Give back the line that contains "Target: blue sky" and every following line, exactly as they appear, through the end of the data.

::: TASK INPUTS

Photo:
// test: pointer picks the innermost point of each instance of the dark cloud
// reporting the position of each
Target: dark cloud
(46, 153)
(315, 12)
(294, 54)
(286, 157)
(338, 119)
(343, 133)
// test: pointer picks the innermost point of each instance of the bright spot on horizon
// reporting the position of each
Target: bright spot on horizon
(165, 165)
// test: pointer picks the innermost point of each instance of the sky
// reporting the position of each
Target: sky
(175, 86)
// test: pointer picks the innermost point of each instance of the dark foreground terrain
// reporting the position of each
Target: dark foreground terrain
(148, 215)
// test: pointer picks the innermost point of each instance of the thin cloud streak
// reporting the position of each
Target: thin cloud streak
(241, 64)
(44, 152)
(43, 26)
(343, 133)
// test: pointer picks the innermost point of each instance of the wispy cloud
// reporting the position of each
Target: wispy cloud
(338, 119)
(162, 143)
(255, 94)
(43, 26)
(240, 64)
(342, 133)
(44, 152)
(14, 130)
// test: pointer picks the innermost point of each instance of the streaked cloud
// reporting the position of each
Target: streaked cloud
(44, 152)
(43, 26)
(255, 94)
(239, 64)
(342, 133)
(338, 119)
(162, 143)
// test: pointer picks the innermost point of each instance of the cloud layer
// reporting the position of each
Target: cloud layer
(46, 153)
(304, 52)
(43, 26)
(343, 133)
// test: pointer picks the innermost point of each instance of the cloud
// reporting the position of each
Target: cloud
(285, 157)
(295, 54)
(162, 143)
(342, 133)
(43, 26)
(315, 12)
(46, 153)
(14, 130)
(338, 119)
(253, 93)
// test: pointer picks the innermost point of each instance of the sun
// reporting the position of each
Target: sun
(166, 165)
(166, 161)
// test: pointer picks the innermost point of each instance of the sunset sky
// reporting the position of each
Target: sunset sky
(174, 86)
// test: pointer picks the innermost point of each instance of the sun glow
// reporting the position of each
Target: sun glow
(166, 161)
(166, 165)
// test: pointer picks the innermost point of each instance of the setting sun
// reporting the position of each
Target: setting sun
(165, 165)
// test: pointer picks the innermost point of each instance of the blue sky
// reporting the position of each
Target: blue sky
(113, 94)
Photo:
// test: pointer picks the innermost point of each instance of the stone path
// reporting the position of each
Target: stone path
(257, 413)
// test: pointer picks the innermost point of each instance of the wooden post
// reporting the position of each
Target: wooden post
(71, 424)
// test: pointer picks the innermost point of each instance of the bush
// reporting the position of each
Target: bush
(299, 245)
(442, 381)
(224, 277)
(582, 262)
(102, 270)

::::::

TASK ANSWER:
Target: blue sky
(113, 94)
Photo:
// test: pointer picks the innermost point of each instance of the stone path
// reporting the position of each
Target: stone path
(257, 413)
// test: pointer picks the innermost point of each instance of the wooden post
// reporting the position of each
Target: wooden post
(71, 424)
// test: pointer picks the innermost point of each instance of the bush
// reporting the position of each
Target: bush
(299, 245)
(442, 381)
(224, 277)
(582, 262)
(102, 270)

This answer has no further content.